DATA SECTION:
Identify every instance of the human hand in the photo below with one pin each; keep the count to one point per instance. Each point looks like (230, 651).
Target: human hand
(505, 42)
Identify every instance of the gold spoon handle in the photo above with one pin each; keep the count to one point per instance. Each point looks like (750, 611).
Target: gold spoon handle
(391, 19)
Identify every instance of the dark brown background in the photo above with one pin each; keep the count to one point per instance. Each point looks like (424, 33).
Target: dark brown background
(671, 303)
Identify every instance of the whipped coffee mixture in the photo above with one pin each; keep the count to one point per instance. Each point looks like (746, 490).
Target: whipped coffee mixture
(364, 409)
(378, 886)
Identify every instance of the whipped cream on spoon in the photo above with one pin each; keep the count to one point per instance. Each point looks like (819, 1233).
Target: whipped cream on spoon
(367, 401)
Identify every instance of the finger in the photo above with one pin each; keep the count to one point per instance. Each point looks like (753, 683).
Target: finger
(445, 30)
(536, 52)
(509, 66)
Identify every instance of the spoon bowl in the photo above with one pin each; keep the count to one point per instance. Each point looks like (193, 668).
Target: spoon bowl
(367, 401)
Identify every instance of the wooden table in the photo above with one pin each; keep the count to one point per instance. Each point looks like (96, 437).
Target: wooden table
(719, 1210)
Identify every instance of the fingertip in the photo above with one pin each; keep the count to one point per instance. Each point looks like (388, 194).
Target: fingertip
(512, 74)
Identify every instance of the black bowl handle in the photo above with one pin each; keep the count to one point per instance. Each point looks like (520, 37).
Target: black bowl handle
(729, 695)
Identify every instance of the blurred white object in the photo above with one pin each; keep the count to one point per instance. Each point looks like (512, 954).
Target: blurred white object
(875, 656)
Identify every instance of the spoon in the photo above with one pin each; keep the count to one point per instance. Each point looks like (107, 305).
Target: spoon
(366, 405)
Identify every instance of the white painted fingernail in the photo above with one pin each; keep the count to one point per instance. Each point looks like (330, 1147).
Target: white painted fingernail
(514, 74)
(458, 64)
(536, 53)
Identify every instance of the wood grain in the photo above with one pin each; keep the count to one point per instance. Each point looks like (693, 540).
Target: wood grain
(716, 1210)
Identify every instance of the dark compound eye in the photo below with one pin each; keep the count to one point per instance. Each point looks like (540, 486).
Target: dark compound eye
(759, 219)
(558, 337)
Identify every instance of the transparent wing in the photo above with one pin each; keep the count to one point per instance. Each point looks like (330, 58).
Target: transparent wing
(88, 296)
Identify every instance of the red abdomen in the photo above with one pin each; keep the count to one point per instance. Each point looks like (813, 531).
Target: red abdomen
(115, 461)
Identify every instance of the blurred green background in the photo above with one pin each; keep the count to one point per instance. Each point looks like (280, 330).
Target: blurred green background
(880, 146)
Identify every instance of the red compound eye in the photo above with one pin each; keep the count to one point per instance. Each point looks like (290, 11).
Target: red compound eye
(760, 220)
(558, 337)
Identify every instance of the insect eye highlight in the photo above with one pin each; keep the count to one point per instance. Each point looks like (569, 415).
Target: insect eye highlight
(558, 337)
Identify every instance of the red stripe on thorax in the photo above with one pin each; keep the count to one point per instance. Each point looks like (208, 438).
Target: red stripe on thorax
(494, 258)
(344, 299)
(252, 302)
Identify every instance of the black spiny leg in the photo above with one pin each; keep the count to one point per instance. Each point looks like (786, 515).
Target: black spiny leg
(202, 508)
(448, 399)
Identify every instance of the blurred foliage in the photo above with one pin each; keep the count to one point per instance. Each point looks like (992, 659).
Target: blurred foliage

==

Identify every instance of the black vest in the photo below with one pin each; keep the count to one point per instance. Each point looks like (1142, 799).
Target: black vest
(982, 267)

---

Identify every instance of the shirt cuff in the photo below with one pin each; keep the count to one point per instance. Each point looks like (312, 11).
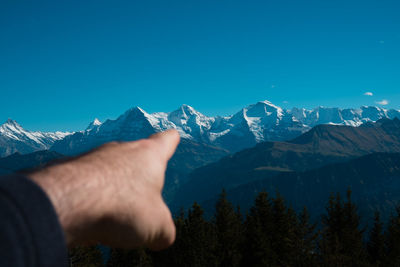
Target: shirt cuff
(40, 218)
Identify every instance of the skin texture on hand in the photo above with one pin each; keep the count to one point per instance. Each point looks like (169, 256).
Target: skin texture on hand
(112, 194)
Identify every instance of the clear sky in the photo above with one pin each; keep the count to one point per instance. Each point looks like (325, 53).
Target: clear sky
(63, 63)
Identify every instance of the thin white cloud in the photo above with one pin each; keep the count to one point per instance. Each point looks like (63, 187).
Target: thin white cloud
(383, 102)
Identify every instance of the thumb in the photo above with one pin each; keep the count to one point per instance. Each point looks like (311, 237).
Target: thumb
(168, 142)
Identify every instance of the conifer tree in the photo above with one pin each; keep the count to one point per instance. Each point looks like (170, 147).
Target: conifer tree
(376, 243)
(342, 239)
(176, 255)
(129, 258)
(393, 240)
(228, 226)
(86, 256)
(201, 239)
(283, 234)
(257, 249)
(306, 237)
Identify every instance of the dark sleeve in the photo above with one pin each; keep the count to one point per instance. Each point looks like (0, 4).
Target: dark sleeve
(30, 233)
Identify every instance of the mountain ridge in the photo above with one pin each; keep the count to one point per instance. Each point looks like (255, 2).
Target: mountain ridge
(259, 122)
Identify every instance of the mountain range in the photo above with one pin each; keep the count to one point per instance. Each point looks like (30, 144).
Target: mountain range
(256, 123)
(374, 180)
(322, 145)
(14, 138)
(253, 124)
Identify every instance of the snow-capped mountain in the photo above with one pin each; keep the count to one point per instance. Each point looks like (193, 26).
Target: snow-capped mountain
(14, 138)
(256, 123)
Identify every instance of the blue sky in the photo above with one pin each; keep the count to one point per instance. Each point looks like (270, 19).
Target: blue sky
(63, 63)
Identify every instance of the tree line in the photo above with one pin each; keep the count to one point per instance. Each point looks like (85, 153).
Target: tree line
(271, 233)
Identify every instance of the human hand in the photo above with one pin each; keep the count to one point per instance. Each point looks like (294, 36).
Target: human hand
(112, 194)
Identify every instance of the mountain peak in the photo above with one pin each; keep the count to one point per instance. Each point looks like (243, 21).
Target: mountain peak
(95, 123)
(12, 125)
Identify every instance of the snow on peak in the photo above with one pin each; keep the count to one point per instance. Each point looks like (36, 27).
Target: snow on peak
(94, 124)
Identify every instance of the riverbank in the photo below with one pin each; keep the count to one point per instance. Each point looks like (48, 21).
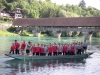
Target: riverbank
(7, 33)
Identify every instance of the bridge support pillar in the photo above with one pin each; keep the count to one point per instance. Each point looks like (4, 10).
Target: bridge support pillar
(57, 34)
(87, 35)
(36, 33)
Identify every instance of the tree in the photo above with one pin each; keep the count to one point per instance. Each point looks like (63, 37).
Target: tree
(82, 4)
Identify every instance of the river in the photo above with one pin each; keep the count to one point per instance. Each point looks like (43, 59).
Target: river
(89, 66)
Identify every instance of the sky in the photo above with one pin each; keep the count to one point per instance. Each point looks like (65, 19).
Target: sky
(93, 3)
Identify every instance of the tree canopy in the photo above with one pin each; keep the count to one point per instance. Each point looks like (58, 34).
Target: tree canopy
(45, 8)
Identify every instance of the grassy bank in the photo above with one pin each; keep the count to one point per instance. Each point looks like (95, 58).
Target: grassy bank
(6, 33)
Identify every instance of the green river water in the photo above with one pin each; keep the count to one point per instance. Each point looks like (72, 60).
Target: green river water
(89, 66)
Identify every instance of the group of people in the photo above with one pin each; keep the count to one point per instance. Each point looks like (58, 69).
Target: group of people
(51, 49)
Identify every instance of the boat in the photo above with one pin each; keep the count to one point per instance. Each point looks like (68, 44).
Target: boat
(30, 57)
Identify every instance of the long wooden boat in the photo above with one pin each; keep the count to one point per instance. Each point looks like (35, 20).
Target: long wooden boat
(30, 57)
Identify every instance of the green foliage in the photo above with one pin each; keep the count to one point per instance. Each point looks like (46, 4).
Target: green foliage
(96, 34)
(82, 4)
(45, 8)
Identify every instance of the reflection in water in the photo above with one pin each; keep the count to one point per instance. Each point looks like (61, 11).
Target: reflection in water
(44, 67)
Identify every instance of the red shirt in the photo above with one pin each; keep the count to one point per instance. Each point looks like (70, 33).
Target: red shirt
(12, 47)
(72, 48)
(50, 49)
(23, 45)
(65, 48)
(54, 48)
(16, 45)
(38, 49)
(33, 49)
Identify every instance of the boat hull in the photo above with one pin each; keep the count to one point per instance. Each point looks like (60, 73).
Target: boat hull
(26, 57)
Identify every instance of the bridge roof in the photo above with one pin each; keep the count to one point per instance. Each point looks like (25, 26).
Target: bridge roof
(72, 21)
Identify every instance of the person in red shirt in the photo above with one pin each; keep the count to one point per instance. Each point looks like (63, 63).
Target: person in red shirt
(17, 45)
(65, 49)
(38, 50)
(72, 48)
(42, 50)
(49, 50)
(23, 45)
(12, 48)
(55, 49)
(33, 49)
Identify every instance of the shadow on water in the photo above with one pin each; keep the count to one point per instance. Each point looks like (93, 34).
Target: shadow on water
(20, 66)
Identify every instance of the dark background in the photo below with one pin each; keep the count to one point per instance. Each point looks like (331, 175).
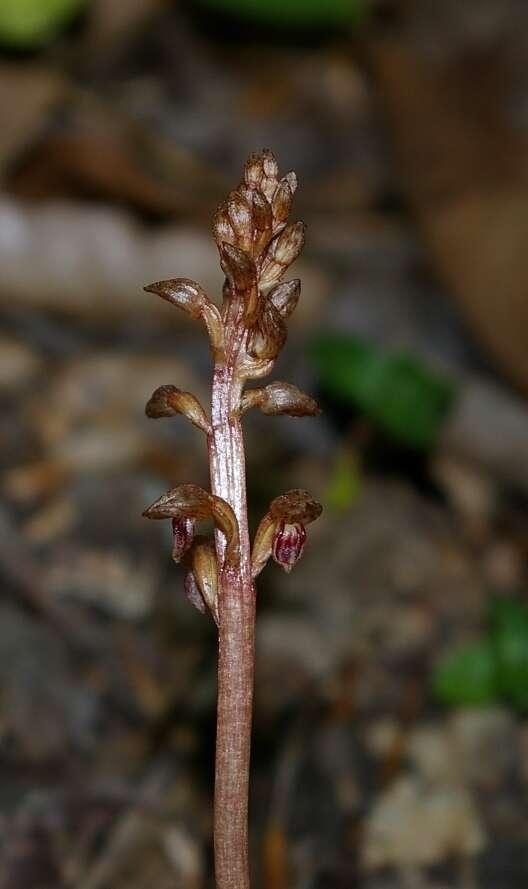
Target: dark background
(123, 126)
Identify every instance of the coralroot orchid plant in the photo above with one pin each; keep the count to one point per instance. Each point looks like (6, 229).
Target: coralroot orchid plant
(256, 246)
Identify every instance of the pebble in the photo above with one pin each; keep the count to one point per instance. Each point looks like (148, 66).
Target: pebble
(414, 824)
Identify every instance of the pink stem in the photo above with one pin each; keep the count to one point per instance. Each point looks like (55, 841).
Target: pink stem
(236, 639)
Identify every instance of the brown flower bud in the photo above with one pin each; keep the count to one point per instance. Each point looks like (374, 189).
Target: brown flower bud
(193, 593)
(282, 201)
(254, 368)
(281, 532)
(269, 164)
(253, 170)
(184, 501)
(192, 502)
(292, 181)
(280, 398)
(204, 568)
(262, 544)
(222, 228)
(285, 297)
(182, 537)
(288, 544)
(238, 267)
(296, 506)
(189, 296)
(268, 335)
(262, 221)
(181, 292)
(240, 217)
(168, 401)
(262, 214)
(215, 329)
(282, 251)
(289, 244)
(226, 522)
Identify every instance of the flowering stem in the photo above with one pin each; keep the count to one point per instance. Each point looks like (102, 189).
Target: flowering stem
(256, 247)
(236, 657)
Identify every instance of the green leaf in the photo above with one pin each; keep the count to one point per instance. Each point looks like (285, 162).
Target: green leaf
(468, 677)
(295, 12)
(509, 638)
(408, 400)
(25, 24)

SET TASK: Gather every line of the items that contains the word "coralroot", treating uppercase and lowercase as different.

SOLUTION:
Identify every instance of the coralroot orchid plant in the photo above with one pin each; keep the count to one point per instance. Each point looks like (6, 229).
Target: coralroot orchid plant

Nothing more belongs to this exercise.